## EXERCISE PASSAGE
+++
Relevance: GS Paper 2 (International Relations) & GS Paper 3 (Economy) | Source: The Hindu

Recently, the World Trade Organization (WTO) held its biggest meeting in Cameroon, and it was a complete failure. Here is a simple, highly logical breakdown of what the WTO is, why it is collapsing, and why it matters for India.

1. What is the WTO? 

Before understanding the crisis, you must know what this organization actually does:

  • The Global Umpire: Established in 1995 (replacing an older agreement called GATT), the WTO is the only global body that makes rules for trade between nations. It has 166 member countries.
  • The Golden Rule (Most-Favoured Nation): This is the core principle of the WTO. It means you must treat all countries equally. You cannot give special trade favors to one country and ignore the others.
  • How it Decides (Consensus): The WTO makes decisions only when all 166 countries agree (Multilateral agreement).

2. The Current Crisis: The Cameroon Summit

Recently, the WTO held its 14th Ministerial Conference (its highest decision-making meeting) in Cameroon. It was a disaster. For the first time, countries fought so badly they could not even agree to issue a basic joint statement.
+++
Saved entries
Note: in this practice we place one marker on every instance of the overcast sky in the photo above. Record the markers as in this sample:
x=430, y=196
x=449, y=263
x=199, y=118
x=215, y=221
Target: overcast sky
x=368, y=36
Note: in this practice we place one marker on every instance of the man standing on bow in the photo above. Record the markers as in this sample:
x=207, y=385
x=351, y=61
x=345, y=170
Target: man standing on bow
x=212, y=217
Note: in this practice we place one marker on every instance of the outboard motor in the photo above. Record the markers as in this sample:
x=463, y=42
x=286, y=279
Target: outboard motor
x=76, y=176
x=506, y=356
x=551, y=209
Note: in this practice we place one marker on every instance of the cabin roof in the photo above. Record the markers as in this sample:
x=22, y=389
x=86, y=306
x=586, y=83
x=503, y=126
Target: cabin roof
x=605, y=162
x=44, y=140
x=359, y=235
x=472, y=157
+++
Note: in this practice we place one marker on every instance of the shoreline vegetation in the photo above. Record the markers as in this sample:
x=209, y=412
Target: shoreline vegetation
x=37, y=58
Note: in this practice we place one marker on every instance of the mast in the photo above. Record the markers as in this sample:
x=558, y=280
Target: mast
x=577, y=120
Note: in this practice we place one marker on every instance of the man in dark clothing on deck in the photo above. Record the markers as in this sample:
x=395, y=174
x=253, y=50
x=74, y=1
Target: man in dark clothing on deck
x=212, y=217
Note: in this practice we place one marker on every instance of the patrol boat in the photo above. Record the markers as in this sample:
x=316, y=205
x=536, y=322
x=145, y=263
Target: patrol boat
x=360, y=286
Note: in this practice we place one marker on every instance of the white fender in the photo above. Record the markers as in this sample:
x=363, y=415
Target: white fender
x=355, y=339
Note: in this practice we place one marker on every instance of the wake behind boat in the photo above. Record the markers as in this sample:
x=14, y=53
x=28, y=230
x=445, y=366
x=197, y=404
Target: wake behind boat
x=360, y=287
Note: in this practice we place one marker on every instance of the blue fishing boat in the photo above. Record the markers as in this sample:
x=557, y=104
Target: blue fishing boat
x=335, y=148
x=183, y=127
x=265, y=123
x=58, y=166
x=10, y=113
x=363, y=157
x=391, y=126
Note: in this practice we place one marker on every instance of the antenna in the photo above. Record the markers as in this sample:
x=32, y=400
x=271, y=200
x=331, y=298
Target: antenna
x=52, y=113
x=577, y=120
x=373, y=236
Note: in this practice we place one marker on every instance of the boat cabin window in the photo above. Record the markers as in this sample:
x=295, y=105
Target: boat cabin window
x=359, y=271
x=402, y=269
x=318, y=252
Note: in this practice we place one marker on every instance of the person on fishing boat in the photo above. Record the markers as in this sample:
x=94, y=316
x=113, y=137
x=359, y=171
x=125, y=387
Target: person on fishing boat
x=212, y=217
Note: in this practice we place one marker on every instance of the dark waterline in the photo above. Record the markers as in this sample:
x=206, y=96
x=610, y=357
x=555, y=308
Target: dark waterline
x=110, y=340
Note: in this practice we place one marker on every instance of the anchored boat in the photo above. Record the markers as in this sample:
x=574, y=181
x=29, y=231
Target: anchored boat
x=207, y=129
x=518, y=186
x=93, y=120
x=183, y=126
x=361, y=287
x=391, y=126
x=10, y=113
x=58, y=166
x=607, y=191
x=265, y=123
+++
## EXERCISE REQUIREMENTS
1. According to the WTO explainer, how many member countries does the WTO have?
2. Please rewrite the WTO explainer between "Relevance: GS Paper" and "166 member countries.", inclusive, changing "Umpire" to "Referee".

## REPLIES
1. 166

2.
Relevance: GS Paper 2 (International Relations) & GS Paper 3 (Economy) | Source: The Hindu

Recently, the World Trade Organization (WTO) held its biggest meeting in Cameroon, and it was a complete failure. Here is a simple, highly logical breakdown of what the WTO is, why it is collapsing, and why it matters for India.

1. What is the WTO? 

Before understanding the crisis, you must know what this organization actually does:

  • The Global Referee: Established in 1995 (replacing an older agreement called GATT), the WTO is the only global body that makes rules for trade between nations. It has 166 member countries.